[Data for processing]:
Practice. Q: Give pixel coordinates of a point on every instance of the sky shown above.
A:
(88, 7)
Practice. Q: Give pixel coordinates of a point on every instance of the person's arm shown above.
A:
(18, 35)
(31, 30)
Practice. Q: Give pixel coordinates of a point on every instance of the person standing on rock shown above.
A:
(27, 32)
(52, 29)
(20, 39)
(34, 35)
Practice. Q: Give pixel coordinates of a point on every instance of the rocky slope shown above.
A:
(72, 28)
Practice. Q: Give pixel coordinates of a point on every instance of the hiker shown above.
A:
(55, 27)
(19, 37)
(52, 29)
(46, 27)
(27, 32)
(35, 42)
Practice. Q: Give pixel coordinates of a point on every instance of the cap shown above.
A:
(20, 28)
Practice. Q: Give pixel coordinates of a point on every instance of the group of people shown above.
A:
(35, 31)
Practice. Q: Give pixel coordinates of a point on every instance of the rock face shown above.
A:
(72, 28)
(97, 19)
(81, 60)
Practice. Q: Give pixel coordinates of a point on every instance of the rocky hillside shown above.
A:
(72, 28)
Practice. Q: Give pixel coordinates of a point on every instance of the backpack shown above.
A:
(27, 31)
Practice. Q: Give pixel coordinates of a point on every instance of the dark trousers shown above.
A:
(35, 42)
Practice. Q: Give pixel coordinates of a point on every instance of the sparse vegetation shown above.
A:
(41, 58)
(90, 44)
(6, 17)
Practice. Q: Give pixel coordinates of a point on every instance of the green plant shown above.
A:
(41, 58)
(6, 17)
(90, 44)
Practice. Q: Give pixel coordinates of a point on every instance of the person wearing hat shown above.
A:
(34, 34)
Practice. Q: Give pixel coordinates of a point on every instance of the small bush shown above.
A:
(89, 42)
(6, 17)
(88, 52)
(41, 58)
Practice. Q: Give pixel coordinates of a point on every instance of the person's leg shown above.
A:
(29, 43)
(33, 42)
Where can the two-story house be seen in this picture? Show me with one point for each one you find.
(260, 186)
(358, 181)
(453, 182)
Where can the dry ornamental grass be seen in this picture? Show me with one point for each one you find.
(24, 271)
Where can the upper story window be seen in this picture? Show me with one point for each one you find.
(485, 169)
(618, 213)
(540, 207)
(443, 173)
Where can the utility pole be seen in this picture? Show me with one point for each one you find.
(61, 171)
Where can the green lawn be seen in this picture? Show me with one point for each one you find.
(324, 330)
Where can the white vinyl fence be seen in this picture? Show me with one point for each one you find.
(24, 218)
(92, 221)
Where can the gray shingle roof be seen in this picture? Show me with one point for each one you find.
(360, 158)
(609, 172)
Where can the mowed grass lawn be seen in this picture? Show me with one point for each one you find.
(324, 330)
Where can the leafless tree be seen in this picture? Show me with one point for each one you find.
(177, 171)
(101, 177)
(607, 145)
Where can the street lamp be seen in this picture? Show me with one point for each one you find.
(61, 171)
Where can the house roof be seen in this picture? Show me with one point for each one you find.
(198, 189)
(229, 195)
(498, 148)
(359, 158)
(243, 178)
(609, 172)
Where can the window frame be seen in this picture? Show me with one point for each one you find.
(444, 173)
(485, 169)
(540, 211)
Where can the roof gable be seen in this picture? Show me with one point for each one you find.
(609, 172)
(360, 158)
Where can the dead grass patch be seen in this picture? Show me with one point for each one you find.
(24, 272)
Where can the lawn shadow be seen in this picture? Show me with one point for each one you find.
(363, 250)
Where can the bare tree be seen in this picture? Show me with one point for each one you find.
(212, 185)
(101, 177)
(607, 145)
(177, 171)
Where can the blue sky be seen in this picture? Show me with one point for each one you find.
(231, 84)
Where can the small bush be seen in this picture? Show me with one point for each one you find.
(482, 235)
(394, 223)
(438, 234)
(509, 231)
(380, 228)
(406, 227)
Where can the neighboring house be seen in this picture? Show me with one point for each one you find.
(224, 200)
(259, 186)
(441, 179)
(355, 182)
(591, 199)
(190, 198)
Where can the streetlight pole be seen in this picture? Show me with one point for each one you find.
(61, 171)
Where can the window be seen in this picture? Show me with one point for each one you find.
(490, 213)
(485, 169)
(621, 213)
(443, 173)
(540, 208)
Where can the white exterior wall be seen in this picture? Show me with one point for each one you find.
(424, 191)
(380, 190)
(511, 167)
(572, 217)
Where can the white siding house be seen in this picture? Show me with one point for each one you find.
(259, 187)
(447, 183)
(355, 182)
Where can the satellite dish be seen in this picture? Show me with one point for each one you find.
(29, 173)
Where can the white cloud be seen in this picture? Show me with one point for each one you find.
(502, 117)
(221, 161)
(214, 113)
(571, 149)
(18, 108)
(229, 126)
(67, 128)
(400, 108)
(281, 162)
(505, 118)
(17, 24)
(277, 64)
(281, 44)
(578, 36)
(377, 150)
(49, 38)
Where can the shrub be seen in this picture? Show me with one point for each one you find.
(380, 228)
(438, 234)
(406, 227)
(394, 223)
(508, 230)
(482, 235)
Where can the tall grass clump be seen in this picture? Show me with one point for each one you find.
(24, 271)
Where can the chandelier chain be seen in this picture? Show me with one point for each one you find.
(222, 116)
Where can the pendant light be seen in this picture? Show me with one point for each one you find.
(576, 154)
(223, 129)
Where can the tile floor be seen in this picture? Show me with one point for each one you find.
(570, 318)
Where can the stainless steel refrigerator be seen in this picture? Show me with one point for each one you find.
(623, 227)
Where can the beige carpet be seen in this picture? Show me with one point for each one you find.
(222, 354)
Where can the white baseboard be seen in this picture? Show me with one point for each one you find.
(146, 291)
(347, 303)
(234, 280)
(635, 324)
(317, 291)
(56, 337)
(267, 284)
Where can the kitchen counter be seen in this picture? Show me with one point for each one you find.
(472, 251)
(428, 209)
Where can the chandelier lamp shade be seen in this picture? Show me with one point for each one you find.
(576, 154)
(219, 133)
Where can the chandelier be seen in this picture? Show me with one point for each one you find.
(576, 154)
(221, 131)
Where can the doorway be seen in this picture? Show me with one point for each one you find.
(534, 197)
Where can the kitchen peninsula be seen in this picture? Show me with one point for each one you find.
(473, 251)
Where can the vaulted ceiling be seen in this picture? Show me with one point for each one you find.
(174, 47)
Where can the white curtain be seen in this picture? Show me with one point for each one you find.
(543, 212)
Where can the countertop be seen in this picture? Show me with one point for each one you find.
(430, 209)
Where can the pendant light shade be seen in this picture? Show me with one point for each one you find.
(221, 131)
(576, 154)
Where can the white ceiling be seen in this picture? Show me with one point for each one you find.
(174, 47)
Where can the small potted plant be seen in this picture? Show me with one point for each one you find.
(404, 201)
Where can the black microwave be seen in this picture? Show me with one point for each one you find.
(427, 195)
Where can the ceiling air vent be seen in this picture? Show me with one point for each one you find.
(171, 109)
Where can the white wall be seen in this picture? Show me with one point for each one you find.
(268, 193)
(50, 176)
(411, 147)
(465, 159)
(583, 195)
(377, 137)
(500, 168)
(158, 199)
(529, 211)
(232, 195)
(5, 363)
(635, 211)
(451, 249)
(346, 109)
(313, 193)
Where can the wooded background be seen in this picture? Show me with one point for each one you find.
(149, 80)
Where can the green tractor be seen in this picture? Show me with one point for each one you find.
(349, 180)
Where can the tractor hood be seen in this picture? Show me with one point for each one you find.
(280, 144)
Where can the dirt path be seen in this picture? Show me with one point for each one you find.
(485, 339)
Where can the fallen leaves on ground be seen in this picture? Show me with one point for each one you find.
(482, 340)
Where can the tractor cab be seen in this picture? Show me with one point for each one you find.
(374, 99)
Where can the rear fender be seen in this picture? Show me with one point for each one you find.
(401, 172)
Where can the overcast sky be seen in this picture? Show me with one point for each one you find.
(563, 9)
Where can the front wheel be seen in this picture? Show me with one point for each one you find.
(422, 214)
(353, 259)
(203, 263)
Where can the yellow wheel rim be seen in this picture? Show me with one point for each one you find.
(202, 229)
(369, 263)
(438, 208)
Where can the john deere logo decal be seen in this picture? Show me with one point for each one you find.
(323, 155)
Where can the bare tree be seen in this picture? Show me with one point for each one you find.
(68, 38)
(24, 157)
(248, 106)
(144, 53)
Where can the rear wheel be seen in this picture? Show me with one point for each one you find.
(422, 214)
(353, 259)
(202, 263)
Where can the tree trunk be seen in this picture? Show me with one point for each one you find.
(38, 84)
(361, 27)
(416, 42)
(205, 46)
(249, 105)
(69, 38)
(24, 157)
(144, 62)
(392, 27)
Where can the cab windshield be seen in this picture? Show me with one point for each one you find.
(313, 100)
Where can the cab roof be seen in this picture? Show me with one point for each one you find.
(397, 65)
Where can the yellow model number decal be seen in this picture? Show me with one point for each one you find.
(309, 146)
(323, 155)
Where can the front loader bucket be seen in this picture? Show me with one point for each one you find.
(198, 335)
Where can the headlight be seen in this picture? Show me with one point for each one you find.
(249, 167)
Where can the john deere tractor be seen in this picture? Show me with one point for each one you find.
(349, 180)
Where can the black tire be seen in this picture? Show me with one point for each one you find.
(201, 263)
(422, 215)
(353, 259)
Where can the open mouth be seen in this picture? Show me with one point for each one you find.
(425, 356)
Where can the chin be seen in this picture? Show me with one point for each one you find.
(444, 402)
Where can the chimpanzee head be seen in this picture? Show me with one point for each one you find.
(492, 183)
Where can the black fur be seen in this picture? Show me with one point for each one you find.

[Work to be completed]:
State how many lines of the entries contain the word "rocky". Nothing besides the number belongs in the reply.

[The completed task]:
2